Given exercise 1 |
Answer these questions about the F# question below, marking each answer with its letter:
(a) Which library is used with the type defined for each row?
(b) What name is given to the number of letters?
(c) Where was the "chunk" function found?

Selection |
◇ ◇ ◇ ◇ ◇ ◇ ◇

I parse data from a csv file that looks like this:
X,..,..,Dx,..,..
Y,..,..,Dy,..,..
X,..,..,Dx,..,..
Y,..,..,Dy,..,..
X,..,..,Dx,..,..
Y,..,..,Dy,..,..
Each row is an element of an array of a type I defined and used with FileHelpers. This probably isn't relevant, but I'm including this incase someone knows a trick I could do at this stage of the process using FileHelpers.
I'm only interested in pairs X,Dx and Y,Dy The data could have more than just X & Y eg.. (X,Dx); (Y,Dy); (Z,Dz); ...
I'll call the number of letters nL
The goal is to get the averages of Dx, Dy, ... for each group by processing an array of all D's which has SUM(nIterations) * nL elements.
I have a list of numbers of iterations:
let nIterations = [2000; 2000; 2000; 1000; 500; 400; 400; 400; 300; 300]
And for each of these numbers, I will have that many "letter groups." So the rows of data of interest for nIterations.[0], are rows 0 to (nIterations.[0] * nL)
To get the rows of interest for nIterations.[i], I make a list "nis" which is the result of a scan operation performed on nIterations.
let nis = List.scan (fun x e -> x + e) 0 nIterations
Then to isolate the nItertions.[i] group ..
let group = Array.sub Ds (nis.[i]*nL) (nIterations.[i]*nL)
Here's the whole thing:
nIterations |> List.mapi (fun i ni ->
let igroup = Array.sub Ds (nis.[i]*nL) (ni*nL)
let groupedbyLetter = (chunk nL igroup)
let sums = seq { for idx in 0..(nL - 1) do
let d = seq { for g in groupedbyLetter do
yield (Seq.head (Seq.skip idx g)) }
yield d |> Seq.sum }
sums |> Seq.map (fun x -> (x / (float ni))) ) |> List.ofSeq
That "chunk" function is one I found on SO:
let rec chunk n xs =
if Seq.isEmpty xs then Seq.empty
else
let (ys,zs) = splitAt n xs
Seq.append (Seq.singleton ys) (chunk n zs)

◇ ◇ ◇ ◇ ◇ ◇ ◇

Given exercise 2 |
Pick out every line in the entries below that contains the string "woman".

◇ ◇ ◇ ◇ ◇ ◇ ◇

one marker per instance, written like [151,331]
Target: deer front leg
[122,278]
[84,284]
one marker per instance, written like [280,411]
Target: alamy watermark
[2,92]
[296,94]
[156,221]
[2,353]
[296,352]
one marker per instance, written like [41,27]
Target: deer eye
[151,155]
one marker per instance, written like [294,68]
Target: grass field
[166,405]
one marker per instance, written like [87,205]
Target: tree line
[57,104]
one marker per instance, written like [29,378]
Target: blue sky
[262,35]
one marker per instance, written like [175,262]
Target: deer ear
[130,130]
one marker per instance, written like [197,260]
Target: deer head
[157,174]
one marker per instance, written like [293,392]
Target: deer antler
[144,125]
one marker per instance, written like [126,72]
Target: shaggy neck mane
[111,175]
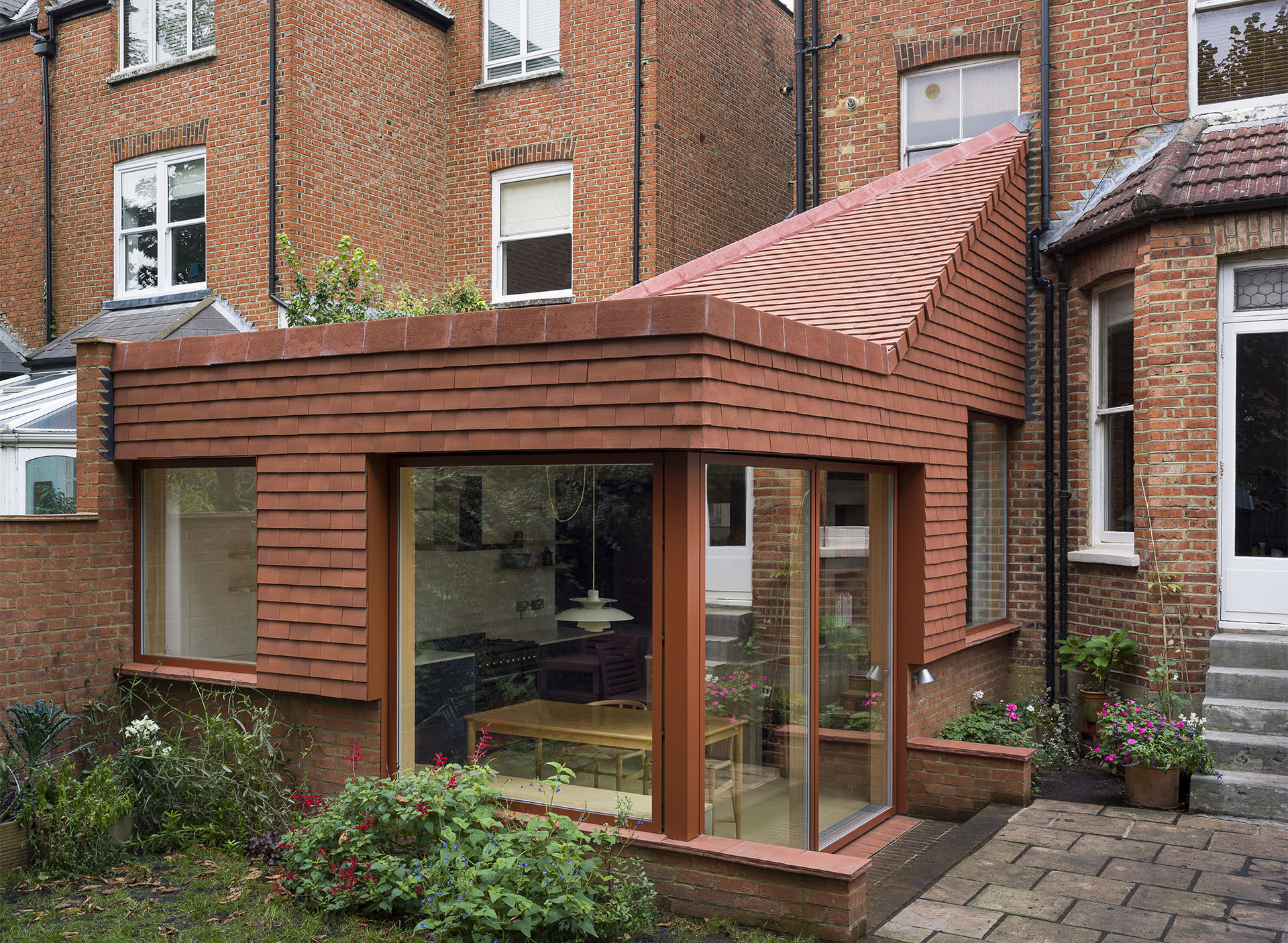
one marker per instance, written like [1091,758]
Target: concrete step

◇ ◇ ◇ ◇ ◇ ◇ ◇

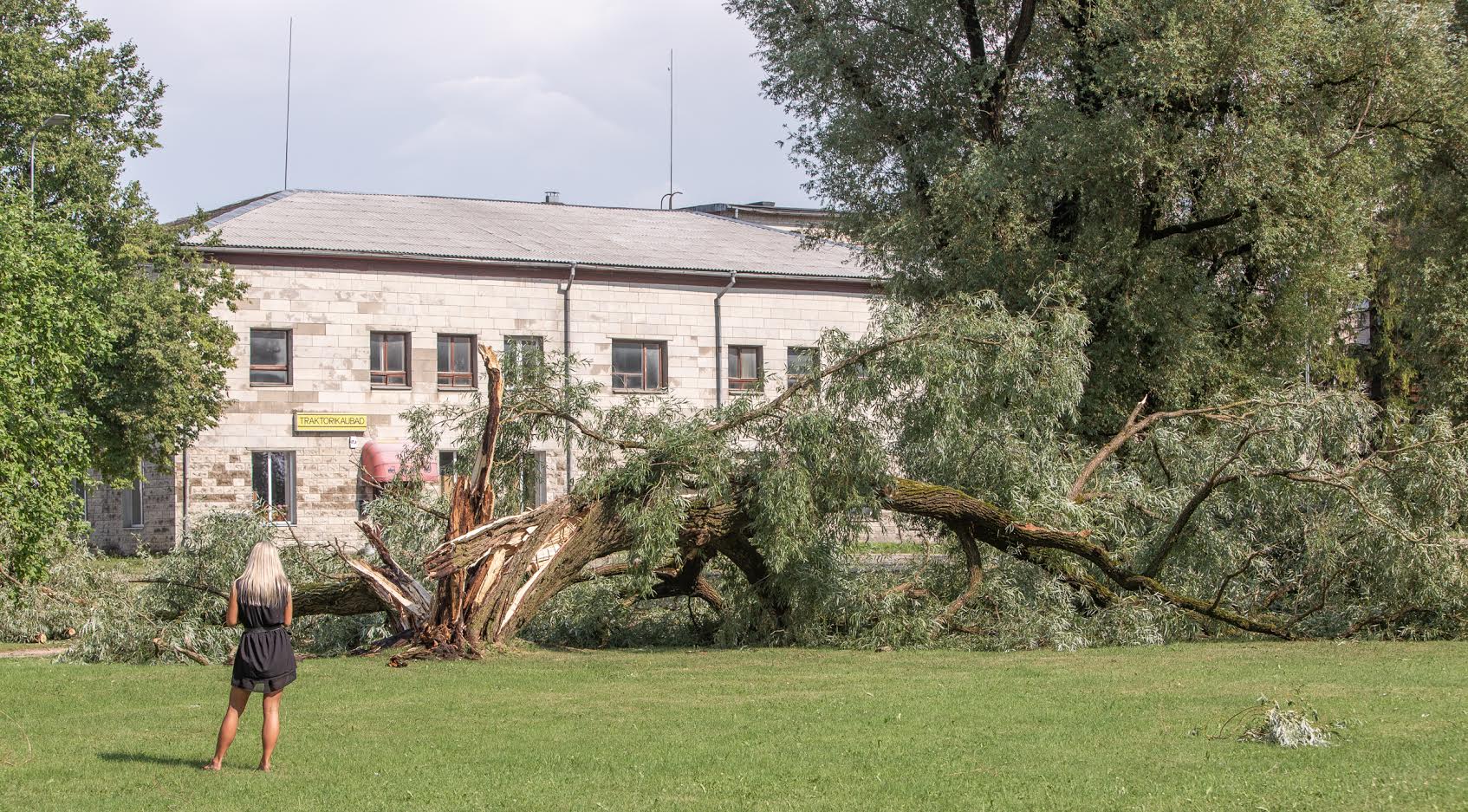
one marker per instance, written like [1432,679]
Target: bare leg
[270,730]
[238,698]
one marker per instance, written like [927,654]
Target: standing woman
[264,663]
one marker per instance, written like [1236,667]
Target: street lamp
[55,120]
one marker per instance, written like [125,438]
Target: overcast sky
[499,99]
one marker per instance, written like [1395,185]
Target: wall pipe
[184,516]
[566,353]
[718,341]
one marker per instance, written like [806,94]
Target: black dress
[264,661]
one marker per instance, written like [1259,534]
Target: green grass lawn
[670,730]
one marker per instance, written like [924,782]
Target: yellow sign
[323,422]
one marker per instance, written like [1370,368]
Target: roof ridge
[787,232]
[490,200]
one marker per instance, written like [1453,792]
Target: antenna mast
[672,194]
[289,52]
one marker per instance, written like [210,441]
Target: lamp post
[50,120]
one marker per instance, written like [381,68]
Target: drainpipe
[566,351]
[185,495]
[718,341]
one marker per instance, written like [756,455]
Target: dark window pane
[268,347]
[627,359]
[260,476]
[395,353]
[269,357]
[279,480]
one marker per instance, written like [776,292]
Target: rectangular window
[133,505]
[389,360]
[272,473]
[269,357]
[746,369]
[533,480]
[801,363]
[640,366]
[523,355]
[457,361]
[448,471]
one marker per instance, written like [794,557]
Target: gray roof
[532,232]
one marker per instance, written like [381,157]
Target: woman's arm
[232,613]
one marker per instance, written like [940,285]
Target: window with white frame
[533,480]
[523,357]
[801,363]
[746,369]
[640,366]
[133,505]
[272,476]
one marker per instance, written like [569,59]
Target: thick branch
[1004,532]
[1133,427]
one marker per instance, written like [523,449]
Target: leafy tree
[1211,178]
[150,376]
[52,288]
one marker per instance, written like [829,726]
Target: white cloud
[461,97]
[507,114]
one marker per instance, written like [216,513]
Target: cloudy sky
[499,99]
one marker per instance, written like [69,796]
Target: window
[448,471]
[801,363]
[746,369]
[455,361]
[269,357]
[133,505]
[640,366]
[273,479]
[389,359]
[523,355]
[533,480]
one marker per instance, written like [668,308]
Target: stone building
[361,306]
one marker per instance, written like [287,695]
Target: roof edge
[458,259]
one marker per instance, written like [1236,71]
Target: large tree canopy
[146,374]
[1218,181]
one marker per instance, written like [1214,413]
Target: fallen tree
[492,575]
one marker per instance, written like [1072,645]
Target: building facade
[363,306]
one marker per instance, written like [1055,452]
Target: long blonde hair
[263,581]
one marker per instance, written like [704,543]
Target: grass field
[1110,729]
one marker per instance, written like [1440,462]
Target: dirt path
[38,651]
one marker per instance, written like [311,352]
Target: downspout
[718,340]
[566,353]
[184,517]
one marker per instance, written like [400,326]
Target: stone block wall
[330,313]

◇ ◇ ◇ ◇ ◇ ◇ ◇

Full solution 1 |
(a) FileHelpers
(b) nL
(c) On SO

Full solution 2 |
Target: standing woman
Target: woman's arm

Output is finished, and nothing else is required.